[[ Data for this exercise, beginning ]]

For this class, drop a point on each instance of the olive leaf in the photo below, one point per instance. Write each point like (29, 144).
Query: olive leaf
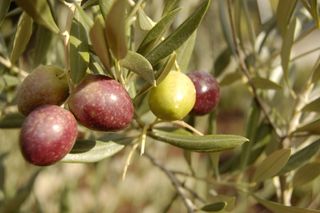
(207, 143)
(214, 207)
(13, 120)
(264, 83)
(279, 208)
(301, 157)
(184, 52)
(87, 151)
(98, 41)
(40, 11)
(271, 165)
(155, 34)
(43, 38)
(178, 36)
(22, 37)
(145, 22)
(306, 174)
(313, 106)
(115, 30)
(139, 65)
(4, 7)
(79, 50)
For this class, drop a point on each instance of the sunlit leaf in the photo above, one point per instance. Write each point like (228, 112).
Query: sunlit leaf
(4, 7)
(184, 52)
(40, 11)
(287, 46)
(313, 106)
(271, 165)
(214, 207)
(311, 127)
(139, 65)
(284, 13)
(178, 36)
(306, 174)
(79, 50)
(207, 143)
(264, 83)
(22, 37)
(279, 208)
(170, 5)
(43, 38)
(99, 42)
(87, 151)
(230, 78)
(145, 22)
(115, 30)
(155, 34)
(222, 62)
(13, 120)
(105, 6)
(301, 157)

[[ Data for this exercise, end ]]
[[ Data for this exercise, beginning ]]

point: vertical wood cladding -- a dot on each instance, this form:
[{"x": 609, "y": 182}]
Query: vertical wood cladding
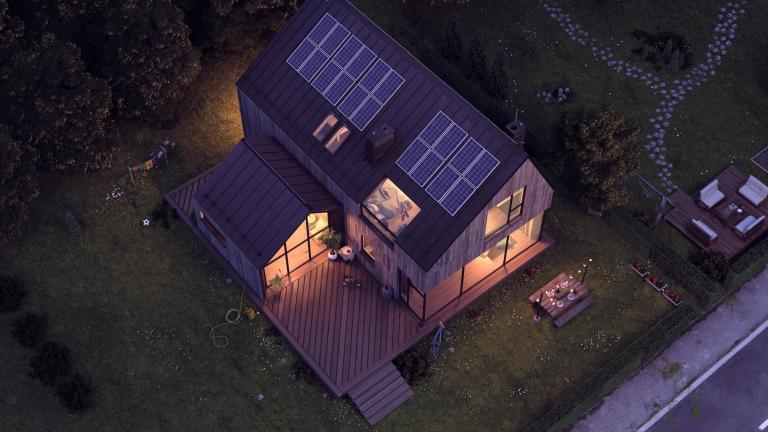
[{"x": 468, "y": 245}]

[[ Data for this exercise, end ]]

(What this task involves): Reproduce each line of the records in which "class" appears.

(Finished exercise):
For this class, drop a point on each instance of the olive leaf in the photo below, one point per instance. Write each point like (29, 144).
For this class, drop a point on each instance of the sunlit leaf in the photo above, one point per instance. Write each point like (228, 112).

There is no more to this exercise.